• ABOUT THIS TASK
Each record below needs to be set down again exactly.

===

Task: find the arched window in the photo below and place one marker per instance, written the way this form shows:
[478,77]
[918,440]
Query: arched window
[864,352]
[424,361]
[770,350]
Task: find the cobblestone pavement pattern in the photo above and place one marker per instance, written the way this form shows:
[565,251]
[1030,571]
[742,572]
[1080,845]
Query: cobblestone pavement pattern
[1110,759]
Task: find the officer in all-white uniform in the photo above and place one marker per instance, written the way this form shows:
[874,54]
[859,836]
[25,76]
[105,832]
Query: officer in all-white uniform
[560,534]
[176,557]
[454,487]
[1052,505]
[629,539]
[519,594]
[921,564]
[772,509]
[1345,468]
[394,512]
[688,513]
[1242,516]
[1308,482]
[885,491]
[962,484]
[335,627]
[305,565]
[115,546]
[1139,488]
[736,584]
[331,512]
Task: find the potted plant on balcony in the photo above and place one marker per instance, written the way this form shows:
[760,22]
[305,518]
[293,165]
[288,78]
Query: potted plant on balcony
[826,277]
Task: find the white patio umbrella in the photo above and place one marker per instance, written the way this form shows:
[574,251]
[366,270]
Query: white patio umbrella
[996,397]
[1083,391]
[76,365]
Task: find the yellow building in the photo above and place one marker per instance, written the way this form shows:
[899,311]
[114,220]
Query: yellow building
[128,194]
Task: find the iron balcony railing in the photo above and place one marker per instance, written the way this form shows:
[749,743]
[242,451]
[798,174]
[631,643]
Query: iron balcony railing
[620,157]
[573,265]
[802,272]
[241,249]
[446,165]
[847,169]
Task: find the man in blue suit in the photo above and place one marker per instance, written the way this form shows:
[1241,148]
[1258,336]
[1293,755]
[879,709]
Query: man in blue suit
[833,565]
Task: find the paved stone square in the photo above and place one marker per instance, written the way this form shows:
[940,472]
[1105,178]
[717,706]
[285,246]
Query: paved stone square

===

• RESPONSE
Task: find the arched window in the photo below and place one marker per instance, written the way this form shows:
[478,77]
[918,440]
Query: arched window
[864,352]
[424,361]
[770,350]
Task: find the cobblestone pavement pattern in the photo above and place one marker per instance, written the way this form shows:
[565,251]
[1030,571]
[742,572]
[1080,845]
Query: cobblestone pavement pattern
[1110,759]
Task: find the officer in all-white uniform in the photo above and place one marker per instance, written the way this form shows:
[874,54]
[859,836]
[25,76]
[105,832]
Query: officer in all-white uniform
[560,534]
[176,557]
[454,487]
[1052,505]
[629,539]
[519,594]
[921,564]
[772,509]
[1345,468]
[394,512]
[688,513]
[1242,516]
[1308,482]
[885,491]
[962,484]
[335,627]
[305,565]
[115,546]
[1139,488]
[736,584]
[331,512]
Task: find the potted plant on balcony in the photo above and place one marker per instance, written the way this form shows:
[760,22]
[305,518]
[293,165]
[288,78]
Query: potted plant on balcony
[826,277]
Task: find the white patio umbrella in the photo above and place one marker per instance, written the way this form shows:
[574,251]
[366,270]
Query: white patio umbrella
[996,397]
[1083,391]
[76,365]
Task: find the yellow building in the photo above and place one marker per instance, written the way this form shows:
[899,311]
[114,220]
Query: yellow building
[128,194]
Task: find the iron balcony railing in the photo above and place one marker per instance, written the way this form shows:
[749,743]
[242,451]
[798,174]
[631,643]
Query: iron balcony railing
[620,157]
[573,265]
[802,272]
[241,249]
[446,165]
[847,169]
Task: find the man in blue suit in the photo above and place one marker per instance, written the way this form shows:
[1241,148]
[1258,336]
[1293,755]
[879,709]
Query: man in blue suit
[833,565]
Task: find the paved stone square in the photo above and place one marker per instance, written the way this form shows:
[940,472]
[1105,178]
[717,706]
[285,246]
Query: paved stone square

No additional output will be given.